--- Items ---
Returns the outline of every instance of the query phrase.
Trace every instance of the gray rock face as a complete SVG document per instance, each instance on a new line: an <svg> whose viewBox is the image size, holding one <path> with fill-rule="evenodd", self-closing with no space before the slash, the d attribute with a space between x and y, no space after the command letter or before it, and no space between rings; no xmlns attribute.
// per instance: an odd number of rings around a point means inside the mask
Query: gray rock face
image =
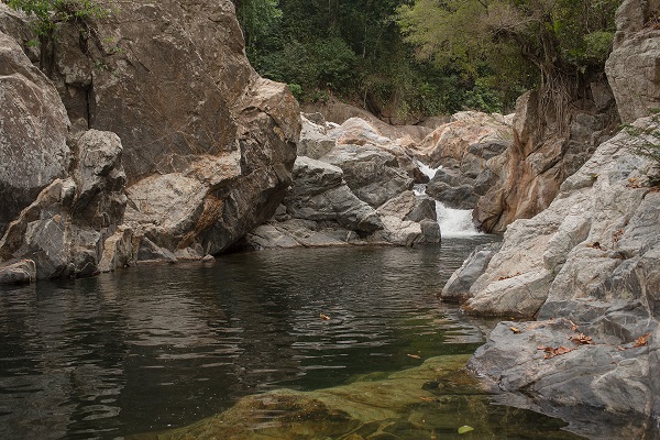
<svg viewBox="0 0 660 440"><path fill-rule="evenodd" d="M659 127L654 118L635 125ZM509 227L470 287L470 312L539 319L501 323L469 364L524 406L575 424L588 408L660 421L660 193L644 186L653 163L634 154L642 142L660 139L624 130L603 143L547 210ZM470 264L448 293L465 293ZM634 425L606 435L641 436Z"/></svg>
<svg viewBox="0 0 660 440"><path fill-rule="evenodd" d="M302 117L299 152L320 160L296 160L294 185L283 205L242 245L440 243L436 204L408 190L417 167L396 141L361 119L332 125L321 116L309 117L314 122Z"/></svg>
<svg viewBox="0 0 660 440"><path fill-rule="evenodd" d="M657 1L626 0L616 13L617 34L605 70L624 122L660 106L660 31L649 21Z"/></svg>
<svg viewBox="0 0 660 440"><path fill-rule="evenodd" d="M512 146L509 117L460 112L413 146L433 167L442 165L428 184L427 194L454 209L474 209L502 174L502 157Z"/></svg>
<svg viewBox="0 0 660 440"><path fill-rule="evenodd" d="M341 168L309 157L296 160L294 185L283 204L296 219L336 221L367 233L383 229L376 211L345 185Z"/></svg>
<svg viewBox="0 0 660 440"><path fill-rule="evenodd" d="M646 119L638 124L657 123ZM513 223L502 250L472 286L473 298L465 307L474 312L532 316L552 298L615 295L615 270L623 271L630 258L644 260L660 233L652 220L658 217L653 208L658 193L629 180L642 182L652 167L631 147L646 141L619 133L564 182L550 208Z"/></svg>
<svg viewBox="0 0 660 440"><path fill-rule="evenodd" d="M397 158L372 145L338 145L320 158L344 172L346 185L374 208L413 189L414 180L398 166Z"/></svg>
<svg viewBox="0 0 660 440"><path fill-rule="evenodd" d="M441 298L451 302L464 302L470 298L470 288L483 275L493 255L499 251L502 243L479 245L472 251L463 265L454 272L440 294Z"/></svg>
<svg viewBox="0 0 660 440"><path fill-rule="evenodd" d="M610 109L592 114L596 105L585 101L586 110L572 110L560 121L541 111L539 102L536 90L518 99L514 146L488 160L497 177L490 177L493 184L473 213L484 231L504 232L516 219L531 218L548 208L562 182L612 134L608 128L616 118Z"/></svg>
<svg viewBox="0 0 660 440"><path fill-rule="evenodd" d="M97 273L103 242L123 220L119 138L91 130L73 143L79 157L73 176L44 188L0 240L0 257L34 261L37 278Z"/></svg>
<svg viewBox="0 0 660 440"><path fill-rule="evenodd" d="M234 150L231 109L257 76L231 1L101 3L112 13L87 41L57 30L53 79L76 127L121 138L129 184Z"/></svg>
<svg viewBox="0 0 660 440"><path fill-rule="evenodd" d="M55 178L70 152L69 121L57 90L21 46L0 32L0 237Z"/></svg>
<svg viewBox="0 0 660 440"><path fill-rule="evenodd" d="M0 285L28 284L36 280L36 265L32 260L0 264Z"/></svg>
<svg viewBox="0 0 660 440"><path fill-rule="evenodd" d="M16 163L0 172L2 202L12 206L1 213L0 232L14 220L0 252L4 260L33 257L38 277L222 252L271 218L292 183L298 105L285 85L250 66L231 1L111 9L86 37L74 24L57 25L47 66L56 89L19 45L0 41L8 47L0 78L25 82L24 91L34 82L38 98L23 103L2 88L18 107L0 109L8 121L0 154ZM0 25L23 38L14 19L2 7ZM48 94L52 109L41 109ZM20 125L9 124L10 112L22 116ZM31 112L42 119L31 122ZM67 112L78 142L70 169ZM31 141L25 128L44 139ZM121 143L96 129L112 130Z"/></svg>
---
--- Items ---
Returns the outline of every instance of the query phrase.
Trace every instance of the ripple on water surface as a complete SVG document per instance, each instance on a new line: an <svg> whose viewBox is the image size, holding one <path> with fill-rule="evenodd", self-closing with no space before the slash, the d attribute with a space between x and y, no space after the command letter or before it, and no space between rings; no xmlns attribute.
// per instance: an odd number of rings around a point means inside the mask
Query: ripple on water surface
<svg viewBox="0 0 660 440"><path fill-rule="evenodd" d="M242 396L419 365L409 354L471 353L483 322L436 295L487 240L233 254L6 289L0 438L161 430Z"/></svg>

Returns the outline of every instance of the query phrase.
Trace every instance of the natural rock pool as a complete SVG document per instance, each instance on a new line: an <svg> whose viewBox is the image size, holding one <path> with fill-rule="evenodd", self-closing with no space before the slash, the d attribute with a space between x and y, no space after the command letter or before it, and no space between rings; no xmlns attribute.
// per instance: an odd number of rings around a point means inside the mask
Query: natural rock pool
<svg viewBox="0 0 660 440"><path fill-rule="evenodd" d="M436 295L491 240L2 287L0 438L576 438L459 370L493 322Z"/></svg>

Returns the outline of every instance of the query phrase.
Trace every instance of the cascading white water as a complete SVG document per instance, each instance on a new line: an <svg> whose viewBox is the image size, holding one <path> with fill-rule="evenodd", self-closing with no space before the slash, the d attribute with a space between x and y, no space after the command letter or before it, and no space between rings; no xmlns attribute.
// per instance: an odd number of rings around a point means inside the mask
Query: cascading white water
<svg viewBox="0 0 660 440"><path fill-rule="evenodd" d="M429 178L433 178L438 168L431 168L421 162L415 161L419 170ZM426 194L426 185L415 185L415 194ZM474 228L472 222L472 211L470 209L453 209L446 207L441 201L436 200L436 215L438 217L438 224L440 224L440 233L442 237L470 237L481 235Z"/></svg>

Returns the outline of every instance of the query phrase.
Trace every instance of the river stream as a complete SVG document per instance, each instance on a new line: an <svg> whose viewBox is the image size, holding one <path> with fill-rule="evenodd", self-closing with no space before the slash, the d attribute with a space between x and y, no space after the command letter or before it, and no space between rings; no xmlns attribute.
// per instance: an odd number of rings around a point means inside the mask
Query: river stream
---
--- Items ---
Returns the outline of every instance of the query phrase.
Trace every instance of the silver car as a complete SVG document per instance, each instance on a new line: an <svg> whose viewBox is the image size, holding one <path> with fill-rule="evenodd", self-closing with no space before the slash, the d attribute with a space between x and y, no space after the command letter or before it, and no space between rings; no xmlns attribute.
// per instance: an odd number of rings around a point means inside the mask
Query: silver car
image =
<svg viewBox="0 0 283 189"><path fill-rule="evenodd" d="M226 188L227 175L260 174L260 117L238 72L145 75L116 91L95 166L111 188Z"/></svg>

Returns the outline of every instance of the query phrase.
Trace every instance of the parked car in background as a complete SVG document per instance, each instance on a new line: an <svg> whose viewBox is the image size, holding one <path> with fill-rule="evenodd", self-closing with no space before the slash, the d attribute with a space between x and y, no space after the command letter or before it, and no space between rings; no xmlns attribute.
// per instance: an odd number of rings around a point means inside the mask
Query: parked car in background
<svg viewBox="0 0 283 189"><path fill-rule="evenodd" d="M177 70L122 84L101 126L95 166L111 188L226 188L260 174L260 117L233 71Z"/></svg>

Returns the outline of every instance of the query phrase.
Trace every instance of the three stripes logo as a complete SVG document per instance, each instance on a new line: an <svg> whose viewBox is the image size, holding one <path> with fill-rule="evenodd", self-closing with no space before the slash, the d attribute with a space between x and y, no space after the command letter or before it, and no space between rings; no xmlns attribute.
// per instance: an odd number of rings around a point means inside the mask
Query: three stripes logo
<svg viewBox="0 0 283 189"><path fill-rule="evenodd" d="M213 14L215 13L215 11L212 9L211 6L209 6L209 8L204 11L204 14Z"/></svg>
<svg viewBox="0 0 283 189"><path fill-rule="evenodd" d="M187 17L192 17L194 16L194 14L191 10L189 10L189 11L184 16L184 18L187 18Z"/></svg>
---
Goal:
Pick out every line of the records above that contains the string "silver", treating uppercase and lowercase as different, and copy each one.

Task solution:
Trace every instance of the silver car as a complete SVG document per instance, each instance on a new line: an <svg> whose viewBox is the image size, holding one <path> with fill-rule="evenodd", self-closing with no space before the slash, the d attribute with a space between x and y, no space after the command letter or before it, and no space between rings; no xmlns attribute.
Query: silver car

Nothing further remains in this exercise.